### WHAT THE TASK ASKS
The passage below describes a walk from Bondi Beach to Manly Beach. List every walk in another city that it names for comparison.

### SOURCE TEXT
•••

Setting out from Bondi Beach the route heads up to South Head, then across the Sydney Harbour Bridge and finally along the northern edge of the outer harbour to Manly Beach. The walk is nearly 70 kilometres in length, much of it on existing bush tracks running along the edge of the harbour through the Sydney Harbour National Park. In parts, walkers need to follow roads and paths in built-up areas, behind houses with harbour or ocean frontages, but for the vast majority of its length the walk follows the water's edge.

To those not fortunate enough to have spent any time in Sydney Harbour's parks or walking on its tracks, it comes as a surprise to learn that you can bushwalk, right now, from Sydney's most beautiful and famous southern beach to Sydney's most beautiful and famous northern beach and, along the way, have a front-row view of one of the world's most extraordinary coastlines and beautiful harbours. It is all there, just waiting to be formally presented to the world.

I am certain that, once completed, this walking track could not be bettered anywhere in the world. It would become a 'must do' for walkers everywhere—a truly world-class walk that would sit comfortably in the company of the Thames Path in London, the Dragons Back Trail in Hong Kong, Vancouver's Sea Wall, the Berlin Wall Trail, and the walk in the Tijuca Forest in Rio de Janeiro. These walks are not only important cultural and recreational experiences, they are also important generators of tourist revenue. All these walks are great attractions in the city where they are found. They are all different, all spectacular, all worth a visit. They are fun, educational, good for health and wellbeing—and there is just no better way to experience and explore a great city than on foot.

•••

### DATASET
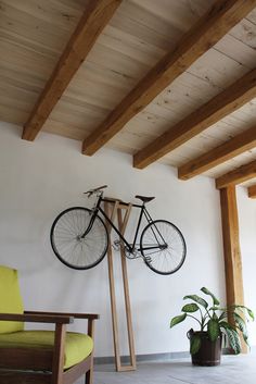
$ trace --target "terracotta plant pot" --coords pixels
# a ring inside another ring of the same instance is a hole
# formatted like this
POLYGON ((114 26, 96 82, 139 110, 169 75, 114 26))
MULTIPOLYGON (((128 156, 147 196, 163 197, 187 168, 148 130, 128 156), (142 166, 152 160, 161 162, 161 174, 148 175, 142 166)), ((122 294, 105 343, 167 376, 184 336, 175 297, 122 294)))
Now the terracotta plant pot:
POLYGON ((201 337, 201 347, 196 354, 191 355, 192 364, 203 367, 219 366, 222 337, 219 336, 216 342, 212 342, 207 332, 194 332, 190 330, 188 332, 189 339, 191 340, 192 336, 195 334, 201 337))

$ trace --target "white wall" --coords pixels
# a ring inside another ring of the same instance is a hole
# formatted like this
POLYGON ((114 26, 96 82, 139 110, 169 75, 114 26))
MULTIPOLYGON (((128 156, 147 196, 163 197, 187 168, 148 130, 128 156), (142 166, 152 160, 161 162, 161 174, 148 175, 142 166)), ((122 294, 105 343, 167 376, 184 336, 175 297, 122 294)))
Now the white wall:
MULTIPOLYGON (((170 166, 139 171, 131 162, 130 156, 106 149, 85 157, 80 143, 49 134, 40 134, 34 144, 24 141, 18 127, 0 124, 0 262, 20 270, 26 309, 99 312, 95 356, 113 355, 106 259, 92 270, 74 271, 55 258, 49 241, 56 214, 87 205, 82 191, 88 188, 107 184, 107 195, 125 201, 136 201, 136 194, 155 196, 149 205, 153 216, 176 223, 187 240, 187 261, 174 275, 161 276, 141 260, 128 260, 137 354, 188 350, 185 332, 192 323, 169 330, 185 294, 207 286, 225 298, 214 182, 181 182, 170 166)), ((119 302, 118 281, 117 289, 119 302)), ((124 323, 120 315, 123 335, 124 323)), ((75 329, 82 331, 84 324, 75 329)), ((125 344, 121 337, 123 354, 125 344)))
MULTIPOLYGON (((256 315, 256 200, 249 199, 247 190, 236 187, 240 244, 243 262, 243 283, 245 305, 254 310, 256 315)), ((248 323, 249 340, 256 345, 256 322, 248 323)))

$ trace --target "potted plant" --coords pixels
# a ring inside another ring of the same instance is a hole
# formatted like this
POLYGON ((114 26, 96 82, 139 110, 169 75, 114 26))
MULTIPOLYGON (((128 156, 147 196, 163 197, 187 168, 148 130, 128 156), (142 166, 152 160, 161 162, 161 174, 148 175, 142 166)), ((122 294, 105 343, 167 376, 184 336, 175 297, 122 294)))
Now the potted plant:
POLYGON ((246 320, 247 318, 254 320, 254 313, 251 309, 240 305, 220 307, 219 300, 212 292, 205 287, 201 290, 210 296, 212 306, 197 295, 184 296, 184 300, 190 299, 193 302, 184 305, 181 309, 183 313, 171 319, 170 327, 187 318, 194 319, 200 325, 200 331, 195 332, 191 329, 188 332, 192 363, 195 366, 218 366, 222 336, 228 340, 233 352, 240 354, 240 335, 247 344, 246 320), (199 317, 194 315, 195 312, 199 317))

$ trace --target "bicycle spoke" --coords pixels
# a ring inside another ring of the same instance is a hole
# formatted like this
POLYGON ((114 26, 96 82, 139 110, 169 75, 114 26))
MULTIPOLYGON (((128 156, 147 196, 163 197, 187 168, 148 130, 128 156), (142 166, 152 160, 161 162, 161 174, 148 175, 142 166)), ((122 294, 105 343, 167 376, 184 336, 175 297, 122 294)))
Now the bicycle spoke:
POLYGON ((56 257, 67 267, 89 269, 106 253, 107 233, 102 220, 94 218, 91 230, 81 237, 91 222, 92 213, 86 208, 73 208, 61 213, 51 230, 51 244, 56 257))
POLYGON ((159 274, 178 271, 185 258, 183 236, 167 221, 149 224, 141 235, 140 248, 146 265, 159 274), (154 249, 157 246, 158 249, 154 249))

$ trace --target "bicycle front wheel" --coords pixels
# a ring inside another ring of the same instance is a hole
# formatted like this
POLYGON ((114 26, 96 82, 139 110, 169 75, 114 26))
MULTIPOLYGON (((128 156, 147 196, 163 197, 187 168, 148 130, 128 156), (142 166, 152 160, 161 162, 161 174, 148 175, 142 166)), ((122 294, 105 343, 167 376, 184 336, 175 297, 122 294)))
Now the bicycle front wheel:
POLYGON ((105 224, 98 215, 86 236, 93 212, 87 208, 66 209, 51 227, 51 245, 57 259, 75 270, 88 270, 104 258, 108 247, 105 224))
POLYGON ((187 247, 176 225, 165 220, 155 220, 141 234, 140 251, 152 271, 168 275, 177 272, 183 264, 187 247))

•••

### EXERCISE OUTPUT
- The Thames Path in London
- The Dragons Back Trail in Hong Kong
- Vancouver's Sea Wall
- The Berlin Wall Trail
- The walk in the Tijuca Forest in Rio de Janeiro